Task goal: Make an exact copy of the records below, leaving every image out.
• • • • •
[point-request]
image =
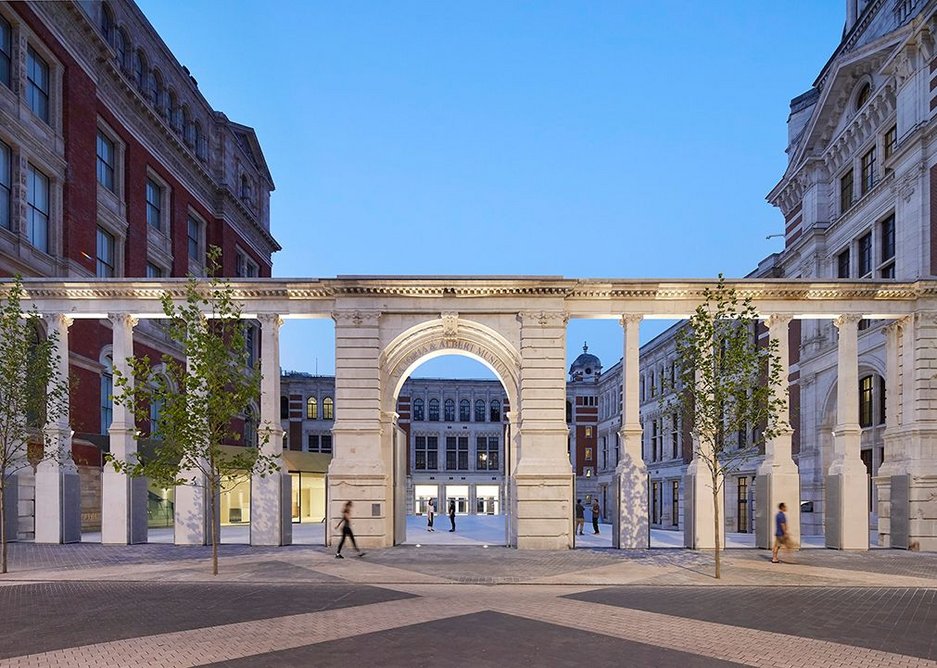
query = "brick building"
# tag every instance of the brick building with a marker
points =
(113, 164)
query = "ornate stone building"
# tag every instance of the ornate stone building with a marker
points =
(113, 164)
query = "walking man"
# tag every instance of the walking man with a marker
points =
(781, 536)
(345, 524)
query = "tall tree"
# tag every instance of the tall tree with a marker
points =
(198, 399)
(724, 387)
(33, 395)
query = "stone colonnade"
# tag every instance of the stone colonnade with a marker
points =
(386, 327)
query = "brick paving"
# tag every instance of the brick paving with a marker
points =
(158, 605)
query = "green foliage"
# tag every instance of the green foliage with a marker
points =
• • • • •
Result of this exercise:
[point-request]
image =
query = "brick building"
# tag every instance of the brick building with a marker
points =
(113, 164)
query = "ornate stone building"
# tag every instance of the ornate stone building with a marker
points =
(113, 164)
query = "walking man"
# tag every instance of the walking man with a marker
points =
(781, 536)
(345, 524)
query = "tall tree"
# tag every instance of the tall tree with a marker
points =
(198, 399)
(724, 387)
(33, 395)
query = "stone colonnade"
# tag every instance of the stone colonnade with a marker
points =
(386, 327)
query = "brick paving"
# tag every instance of the brick paving with a marker
points =
(158, 605)
query = "green foliage"
# tag every instance of the green foliage with a marker
points =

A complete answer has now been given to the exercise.